→ Task prompt
Among the lines below, which ones contain the word "submerged"? Copy every such line.

→ Data listing
•••
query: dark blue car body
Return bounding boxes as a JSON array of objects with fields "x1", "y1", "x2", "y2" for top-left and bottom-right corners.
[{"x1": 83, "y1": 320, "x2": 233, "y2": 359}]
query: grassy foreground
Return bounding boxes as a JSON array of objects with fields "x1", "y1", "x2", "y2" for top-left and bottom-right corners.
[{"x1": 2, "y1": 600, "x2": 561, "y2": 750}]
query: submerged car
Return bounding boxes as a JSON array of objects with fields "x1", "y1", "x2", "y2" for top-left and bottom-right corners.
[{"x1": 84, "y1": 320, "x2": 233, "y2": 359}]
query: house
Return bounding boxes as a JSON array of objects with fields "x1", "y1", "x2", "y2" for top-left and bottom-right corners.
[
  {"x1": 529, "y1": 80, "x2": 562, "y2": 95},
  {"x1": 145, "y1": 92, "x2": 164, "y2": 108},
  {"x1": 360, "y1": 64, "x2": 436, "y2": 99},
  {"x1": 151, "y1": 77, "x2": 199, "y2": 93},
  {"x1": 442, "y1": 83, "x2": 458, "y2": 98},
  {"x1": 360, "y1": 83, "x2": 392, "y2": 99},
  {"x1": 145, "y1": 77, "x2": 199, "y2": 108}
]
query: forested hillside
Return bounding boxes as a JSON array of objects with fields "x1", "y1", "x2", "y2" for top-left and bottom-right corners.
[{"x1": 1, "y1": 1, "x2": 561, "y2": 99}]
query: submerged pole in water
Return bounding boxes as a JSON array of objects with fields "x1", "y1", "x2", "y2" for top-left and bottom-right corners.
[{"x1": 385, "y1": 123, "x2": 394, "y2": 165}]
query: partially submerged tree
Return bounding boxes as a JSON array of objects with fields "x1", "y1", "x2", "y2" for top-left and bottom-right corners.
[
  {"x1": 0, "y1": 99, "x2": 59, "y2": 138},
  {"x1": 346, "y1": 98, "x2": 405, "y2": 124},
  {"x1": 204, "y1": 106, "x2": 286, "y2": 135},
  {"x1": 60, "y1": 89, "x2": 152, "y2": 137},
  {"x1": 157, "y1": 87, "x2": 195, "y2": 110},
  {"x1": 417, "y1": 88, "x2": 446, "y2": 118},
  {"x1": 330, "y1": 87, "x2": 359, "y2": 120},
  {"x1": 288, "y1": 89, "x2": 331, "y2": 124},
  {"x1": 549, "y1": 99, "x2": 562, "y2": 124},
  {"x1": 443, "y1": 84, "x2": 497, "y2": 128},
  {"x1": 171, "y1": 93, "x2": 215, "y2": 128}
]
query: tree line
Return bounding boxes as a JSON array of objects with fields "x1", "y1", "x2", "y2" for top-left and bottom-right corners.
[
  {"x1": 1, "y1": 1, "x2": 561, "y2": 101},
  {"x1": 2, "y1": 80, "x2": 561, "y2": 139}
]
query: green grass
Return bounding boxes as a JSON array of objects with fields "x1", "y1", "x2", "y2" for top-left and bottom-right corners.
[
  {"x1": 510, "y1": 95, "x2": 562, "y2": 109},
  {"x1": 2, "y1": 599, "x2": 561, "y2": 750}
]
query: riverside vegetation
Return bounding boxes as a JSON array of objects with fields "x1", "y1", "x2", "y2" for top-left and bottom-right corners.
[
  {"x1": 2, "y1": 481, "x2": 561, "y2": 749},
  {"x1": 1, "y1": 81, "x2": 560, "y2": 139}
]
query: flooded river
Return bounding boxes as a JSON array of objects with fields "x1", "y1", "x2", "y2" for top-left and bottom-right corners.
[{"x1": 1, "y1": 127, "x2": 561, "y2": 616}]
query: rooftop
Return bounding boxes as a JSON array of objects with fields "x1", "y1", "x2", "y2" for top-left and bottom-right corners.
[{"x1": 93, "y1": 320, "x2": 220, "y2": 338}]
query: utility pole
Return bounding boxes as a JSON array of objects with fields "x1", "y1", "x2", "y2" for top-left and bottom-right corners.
•••
→ Worked solution
query: submerged car
query: submerged pole in water
query: partially submerged tree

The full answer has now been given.